Position annotation records:

......

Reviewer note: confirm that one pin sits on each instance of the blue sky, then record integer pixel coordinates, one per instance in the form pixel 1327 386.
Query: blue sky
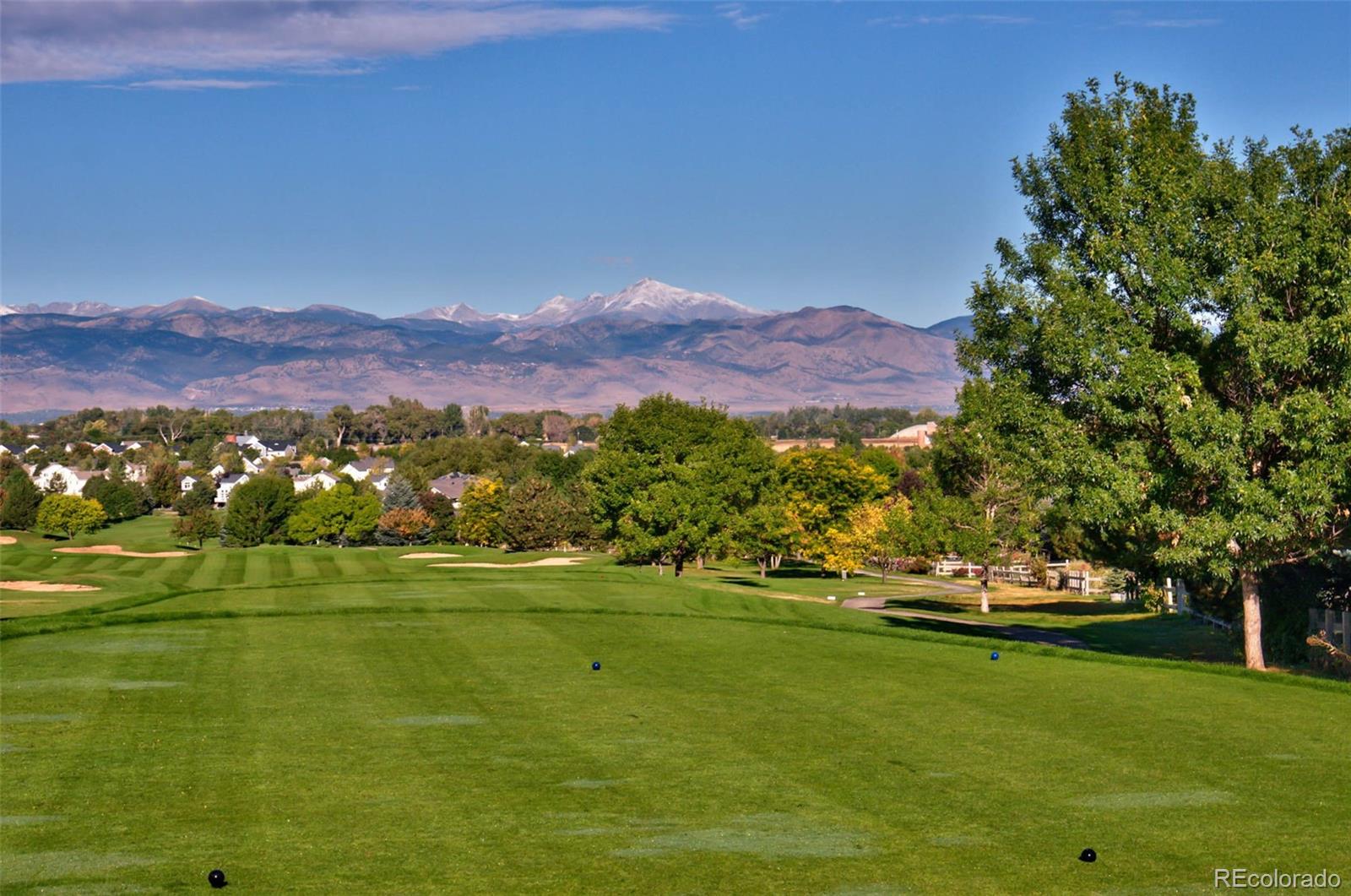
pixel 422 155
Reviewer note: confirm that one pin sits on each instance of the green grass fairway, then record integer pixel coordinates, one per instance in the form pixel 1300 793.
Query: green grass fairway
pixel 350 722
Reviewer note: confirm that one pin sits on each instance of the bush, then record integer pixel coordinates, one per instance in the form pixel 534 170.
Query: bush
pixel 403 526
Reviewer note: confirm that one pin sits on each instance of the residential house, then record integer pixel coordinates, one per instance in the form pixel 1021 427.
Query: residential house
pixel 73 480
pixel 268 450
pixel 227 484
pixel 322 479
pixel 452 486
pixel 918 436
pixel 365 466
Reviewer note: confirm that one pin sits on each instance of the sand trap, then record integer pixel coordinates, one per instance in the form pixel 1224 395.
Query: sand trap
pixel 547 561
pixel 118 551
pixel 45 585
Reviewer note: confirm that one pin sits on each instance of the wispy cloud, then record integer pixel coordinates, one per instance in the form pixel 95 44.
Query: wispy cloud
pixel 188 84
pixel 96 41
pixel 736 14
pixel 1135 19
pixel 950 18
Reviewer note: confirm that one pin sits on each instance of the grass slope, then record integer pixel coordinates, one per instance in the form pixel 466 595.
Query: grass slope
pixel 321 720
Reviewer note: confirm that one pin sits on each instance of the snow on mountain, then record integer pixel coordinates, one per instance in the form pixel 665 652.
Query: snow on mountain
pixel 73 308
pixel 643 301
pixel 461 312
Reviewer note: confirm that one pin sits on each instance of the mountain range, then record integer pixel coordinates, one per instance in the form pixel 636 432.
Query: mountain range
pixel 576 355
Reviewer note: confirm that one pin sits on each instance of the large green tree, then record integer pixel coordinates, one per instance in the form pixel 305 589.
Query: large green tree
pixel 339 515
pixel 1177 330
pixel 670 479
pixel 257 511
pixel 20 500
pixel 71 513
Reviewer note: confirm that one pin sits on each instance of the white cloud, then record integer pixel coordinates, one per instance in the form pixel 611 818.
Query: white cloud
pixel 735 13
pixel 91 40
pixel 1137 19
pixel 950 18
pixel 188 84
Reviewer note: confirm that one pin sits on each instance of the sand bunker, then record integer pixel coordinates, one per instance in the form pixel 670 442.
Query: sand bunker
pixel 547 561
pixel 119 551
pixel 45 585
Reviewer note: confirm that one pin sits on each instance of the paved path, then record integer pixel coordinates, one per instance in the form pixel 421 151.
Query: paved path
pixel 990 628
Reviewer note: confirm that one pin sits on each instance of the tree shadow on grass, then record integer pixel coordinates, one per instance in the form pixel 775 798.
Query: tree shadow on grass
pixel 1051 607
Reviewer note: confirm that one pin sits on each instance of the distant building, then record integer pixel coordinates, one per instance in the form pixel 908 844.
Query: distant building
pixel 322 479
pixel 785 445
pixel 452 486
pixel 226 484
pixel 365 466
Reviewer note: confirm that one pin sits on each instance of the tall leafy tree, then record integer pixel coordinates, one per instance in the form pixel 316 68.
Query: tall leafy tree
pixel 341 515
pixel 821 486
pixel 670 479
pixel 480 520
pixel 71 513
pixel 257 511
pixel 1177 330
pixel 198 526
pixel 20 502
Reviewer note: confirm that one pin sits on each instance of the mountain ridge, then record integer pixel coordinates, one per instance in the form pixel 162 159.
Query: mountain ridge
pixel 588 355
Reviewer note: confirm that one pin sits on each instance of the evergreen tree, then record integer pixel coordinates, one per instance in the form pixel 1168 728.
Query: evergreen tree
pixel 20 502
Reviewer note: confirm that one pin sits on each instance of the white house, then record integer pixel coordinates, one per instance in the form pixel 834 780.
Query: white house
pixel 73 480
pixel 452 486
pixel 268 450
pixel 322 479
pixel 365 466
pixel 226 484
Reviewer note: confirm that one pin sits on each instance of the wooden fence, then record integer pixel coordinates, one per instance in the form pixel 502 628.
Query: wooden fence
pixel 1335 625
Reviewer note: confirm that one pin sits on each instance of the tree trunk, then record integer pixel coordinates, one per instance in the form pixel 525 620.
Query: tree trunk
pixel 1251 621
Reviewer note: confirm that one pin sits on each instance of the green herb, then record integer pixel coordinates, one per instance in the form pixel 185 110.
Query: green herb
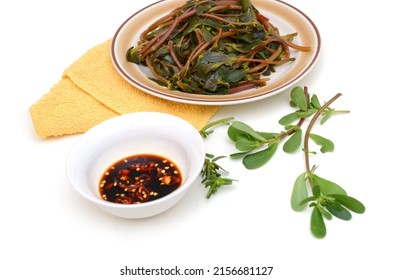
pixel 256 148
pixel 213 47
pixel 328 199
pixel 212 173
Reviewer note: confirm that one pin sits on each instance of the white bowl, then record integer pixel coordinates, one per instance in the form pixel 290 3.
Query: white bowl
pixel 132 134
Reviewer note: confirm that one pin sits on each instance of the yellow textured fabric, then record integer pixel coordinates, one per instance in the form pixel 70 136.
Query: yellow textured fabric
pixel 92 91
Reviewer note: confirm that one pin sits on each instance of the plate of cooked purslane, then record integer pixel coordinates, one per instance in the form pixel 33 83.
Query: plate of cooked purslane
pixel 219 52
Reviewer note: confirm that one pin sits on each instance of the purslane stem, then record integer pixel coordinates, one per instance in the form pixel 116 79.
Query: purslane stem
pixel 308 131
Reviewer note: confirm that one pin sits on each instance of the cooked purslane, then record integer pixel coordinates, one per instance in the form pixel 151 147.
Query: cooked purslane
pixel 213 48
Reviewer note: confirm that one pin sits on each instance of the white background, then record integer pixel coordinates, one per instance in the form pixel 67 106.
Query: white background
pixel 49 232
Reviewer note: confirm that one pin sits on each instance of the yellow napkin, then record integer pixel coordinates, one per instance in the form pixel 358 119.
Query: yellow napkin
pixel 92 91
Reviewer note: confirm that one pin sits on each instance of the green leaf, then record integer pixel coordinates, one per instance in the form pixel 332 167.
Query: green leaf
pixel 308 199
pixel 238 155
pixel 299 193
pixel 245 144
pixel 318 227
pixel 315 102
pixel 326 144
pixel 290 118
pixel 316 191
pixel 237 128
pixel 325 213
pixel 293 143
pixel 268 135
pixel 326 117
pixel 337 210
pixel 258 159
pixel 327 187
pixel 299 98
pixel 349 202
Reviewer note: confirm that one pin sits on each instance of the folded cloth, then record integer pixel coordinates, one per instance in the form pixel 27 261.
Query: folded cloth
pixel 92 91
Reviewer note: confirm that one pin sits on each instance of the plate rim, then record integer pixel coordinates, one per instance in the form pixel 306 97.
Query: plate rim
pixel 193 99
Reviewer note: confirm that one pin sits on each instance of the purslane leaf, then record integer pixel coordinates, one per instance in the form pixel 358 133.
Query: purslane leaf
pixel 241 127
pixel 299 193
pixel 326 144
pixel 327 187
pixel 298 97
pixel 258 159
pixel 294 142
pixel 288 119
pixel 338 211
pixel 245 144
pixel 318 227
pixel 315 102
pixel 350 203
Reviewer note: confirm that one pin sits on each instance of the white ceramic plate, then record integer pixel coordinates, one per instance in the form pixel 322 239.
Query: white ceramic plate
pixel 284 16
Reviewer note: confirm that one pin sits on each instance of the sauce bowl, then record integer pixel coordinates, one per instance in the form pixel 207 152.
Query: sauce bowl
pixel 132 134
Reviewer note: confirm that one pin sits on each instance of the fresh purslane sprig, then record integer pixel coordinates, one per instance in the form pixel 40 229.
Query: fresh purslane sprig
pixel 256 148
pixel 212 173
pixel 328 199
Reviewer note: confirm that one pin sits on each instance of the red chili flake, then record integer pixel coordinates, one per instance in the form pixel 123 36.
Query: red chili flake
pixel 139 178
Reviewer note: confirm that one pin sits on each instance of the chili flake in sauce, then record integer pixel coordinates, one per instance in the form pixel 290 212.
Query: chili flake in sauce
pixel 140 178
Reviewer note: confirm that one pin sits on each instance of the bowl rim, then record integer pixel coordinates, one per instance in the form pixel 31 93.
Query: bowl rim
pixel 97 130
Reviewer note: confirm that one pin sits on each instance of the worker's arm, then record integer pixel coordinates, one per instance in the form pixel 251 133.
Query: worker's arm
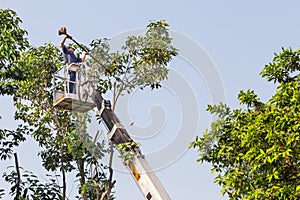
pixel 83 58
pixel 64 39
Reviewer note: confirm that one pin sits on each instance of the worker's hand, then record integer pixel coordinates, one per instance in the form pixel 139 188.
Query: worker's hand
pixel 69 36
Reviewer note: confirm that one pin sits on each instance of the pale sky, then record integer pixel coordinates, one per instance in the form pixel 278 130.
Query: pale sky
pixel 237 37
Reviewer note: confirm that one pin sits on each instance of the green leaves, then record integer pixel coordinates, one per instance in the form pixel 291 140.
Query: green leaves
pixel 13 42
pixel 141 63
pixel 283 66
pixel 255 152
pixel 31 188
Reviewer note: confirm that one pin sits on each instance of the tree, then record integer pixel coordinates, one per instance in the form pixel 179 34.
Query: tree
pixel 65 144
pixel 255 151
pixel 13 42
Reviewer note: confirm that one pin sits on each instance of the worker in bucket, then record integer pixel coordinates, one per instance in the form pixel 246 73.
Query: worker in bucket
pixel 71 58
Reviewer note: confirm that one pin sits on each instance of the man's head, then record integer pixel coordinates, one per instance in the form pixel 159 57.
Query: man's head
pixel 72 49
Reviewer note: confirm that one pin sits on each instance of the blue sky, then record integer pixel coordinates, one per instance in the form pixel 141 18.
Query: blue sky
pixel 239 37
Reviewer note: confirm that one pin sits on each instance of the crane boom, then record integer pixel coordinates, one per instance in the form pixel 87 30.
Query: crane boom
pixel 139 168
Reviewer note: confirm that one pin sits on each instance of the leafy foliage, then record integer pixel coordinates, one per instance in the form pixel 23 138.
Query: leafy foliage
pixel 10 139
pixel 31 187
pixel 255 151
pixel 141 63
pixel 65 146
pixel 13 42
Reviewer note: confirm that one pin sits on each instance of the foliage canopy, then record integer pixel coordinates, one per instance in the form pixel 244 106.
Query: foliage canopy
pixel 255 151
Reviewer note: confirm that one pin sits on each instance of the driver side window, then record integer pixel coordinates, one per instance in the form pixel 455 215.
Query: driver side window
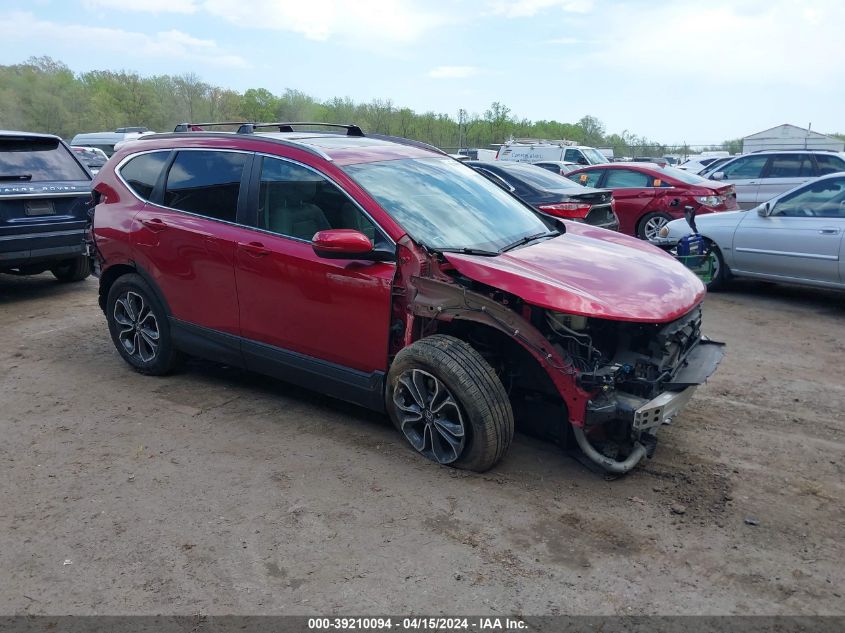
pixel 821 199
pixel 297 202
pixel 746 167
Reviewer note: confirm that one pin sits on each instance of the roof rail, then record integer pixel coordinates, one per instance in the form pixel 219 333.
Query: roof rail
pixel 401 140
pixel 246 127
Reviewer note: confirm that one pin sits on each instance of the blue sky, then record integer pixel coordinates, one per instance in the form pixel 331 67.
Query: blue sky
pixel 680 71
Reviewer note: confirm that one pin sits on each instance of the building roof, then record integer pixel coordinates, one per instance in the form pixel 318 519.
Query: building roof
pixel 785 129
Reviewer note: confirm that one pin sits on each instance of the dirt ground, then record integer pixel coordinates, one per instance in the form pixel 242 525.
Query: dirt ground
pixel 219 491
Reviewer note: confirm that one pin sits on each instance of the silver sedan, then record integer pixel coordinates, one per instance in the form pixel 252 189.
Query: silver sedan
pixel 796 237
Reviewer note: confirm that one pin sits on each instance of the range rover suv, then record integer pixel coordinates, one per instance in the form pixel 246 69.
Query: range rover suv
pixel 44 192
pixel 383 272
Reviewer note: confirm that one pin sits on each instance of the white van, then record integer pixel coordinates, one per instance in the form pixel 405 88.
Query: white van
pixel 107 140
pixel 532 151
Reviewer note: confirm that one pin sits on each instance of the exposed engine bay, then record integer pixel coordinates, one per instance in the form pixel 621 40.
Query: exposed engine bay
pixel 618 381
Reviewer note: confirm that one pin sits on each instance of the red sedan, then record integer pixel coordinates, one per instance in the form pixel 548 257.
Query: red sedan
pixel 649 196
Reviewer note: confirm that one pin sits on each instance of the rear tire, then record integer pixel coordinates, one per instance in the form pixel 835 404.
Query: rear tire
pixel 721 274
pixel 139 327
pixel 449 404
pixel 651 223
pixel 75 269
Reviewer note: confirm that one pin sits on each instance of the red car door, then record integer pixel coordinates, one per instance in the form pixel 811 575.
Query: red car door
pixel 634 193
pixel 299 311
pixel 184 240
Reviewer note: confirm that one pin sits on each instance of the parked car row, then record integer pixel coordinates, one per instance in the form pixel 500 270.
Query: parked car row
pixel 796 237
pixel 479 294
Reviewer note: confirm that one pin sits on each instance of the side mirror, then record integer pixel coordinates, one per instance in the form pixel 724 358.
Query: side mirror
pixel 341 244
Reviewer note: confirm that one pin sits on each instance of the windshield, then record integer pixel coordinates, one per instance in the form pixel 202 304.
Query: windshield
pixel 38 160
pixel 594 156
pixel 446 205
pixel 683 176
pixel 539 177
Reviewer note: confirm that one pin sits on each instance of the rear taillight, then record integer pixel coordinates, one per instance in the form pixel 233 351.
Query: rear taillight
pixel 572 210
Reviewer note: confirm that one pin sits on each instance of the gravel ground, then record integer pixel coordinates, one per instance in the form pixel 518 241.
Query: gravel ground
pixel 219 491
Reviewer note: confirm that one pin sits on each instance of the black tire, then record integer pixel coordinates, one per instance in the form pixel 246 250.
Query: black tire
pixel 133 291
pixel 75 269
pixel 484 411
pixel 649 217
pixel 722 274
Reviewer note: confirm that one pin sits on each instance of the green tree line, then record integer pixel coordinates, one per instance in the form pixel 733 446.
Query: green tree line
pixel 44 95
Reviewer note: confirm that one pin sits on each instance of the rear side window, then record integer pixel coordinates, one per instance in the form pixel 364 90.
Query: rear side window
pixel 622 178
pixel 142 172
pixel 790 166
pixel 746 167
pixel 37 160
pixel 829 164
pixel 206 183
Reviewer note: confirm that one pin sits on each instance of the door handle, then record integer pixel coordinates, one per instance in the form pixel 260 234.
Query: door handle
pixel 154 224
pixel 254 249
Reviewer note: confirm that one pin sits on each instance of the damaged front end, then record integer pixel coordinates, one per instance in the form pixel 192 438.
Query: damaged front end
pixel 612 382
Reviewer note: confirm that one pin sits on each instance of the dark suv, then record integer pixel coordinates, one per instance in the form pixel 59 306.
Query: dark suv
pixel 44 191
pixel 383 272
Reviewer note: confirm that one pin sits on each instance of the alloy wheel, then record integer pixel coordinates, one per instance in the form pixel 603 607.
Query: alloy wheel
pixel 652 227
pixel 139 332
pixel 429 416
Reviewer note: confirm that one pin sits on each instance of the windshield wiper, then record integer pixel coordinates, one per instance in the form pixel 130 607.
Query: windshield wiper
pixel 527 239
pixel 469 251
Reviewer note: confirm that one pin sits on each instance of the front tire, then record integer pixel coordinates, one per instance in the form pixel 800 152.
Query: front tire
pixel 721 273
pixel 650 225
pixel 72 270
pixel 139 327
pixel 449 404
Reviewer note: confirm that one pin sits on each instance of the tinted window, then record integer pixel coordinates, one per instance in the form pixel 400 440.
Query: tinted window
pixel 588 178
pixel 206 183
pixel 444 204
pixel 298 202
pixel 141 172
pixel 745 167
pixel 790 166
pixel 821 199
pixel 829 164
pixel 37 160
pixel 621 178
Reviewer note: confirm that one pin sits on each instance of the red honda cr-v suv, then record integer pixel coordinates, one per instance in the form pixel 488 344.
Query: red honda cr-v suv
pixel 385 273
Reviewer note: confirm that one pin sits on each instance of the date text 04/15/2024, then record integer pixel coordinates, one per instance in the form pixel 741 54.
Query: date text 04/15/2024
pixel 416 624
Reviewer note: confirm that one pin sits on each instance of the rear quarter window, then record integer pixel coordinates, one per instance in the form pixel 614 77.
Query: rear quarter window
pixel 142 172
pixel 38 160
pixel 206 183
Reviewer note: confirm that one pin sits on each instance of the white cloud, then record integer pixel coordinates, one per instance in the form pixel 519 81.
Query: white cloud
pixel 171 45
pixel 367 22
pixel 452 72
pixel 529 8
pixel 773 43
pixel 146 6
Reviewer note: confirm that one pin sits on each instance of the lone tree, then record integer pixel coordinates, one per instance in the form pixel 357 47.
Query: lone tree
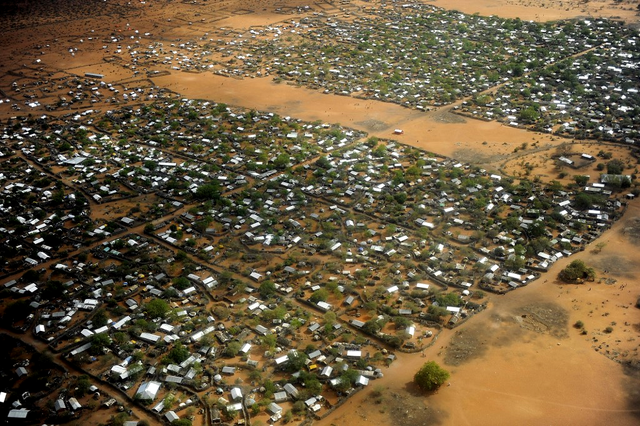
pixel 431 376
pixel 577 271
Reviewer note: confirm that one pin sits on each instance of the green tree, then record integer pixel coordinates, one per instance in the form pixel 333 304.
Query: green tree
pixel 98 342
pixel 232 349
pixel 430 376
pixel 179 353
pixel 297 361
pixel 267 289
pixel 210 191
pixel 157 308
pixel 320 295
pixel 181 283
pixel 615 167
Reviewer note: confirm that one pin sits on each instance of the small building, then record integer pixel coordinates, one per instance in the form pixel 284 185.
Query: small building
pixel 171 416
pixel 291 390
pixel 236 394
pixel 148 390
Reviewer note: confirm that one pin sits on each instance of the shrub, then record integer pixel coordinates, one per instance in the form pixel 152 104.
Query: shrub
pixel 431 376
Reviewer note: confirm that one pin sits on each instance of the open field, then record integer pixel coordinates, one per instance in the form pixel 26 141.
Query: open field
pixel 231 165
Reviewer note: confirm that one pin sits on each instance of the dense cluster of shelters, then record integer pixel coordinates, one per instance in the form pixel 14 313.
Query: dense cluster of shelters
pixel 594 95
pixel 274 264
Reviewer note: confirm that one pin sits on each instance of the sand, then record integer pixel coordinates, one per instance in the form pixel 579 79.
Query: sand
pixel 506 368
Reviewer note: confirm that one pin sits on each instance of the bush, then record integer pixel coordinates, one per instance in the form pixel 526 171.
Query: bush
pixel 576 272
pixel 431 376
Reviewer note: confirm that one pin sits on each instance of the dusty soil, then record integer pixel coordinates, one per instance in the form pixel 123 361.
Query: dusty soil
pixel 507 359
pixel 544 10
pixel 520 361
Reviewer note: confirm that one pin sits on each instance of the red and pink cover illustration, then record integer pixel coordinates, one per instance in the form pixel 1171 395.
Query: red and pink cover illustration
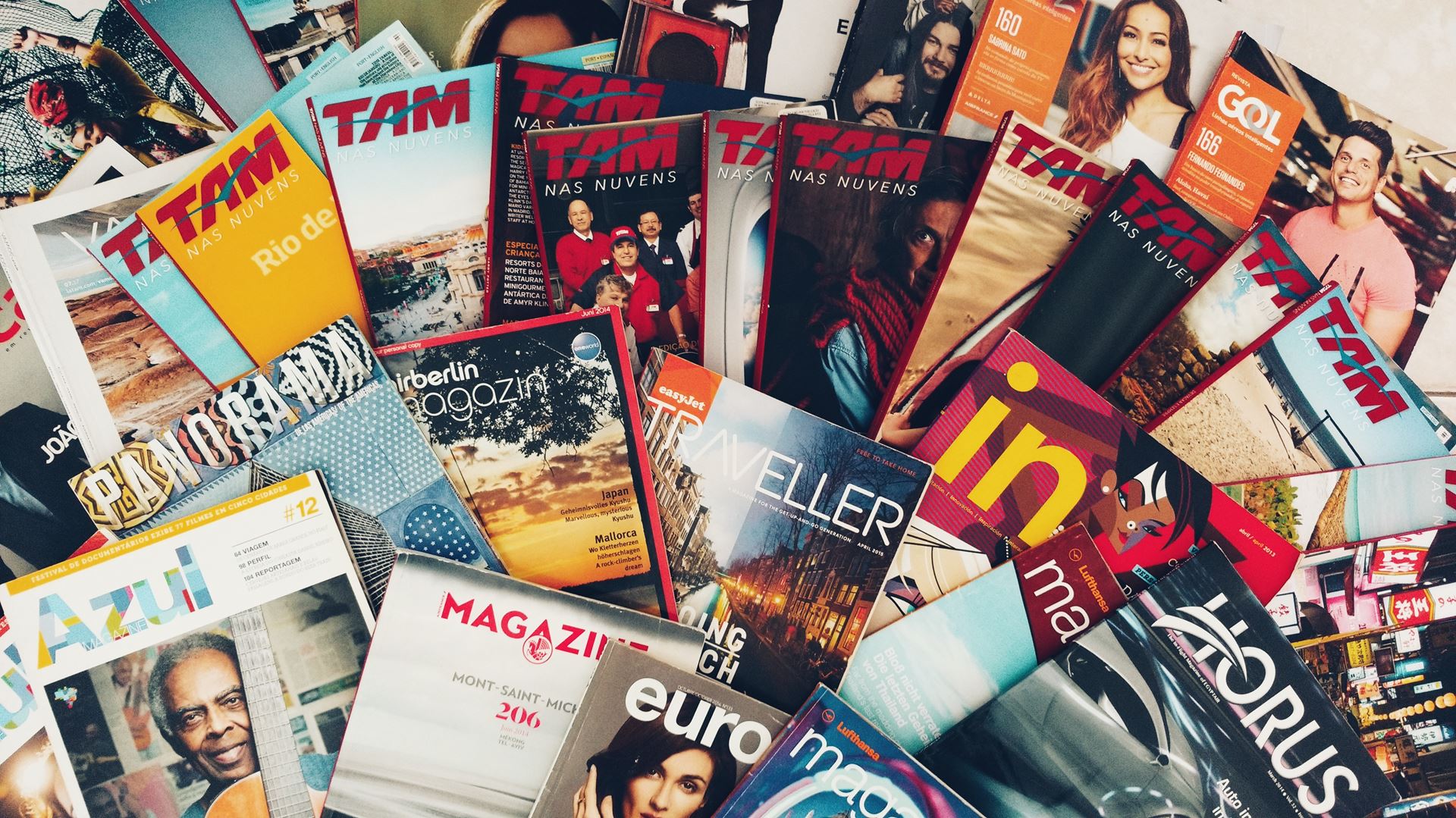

......

> **Exercise aim**
Rewrite everything from the line containing "pixel 246 250." down to the line containing "pixel 254 249", changing "rear side window" to "rear quarter window" and leaving the rest untouched.

> **Exercise output**
Reviewer note: confirm that one pin sits on each instance of the black tire, then record integer pixel coordinates, one per instance in the form pixel 246 250.
Query: black tire
pixel 133 291
pixel 75 269
pixel 484 411
pixel 649 217
pixel 722 274
Reviewer note: confirm that one pin sits on each instance of the green tree line, then record integer pixel coordinates, one per instance in the form pixel 733 446.
Query: green tree line
pixel 44 95
Reviewer note: confirm that one pin sits on each instance of the rear quarter window, then record integer pixel coordinates, one per instance in the form pixel 364 90.
Query: rear quarter window
pixel 622 178
pixel 142 172
pixel 790 166
pixel 746 167
pixel 37 160
pixel 829 164
pixel 206 183
Reviewer note: confirm that one pin sits on each instance of the door handle, then record integer pixel coordinates, one per instance in the form pixel 260 234.
Query: door handle
pixel 154 224
pixel 254 249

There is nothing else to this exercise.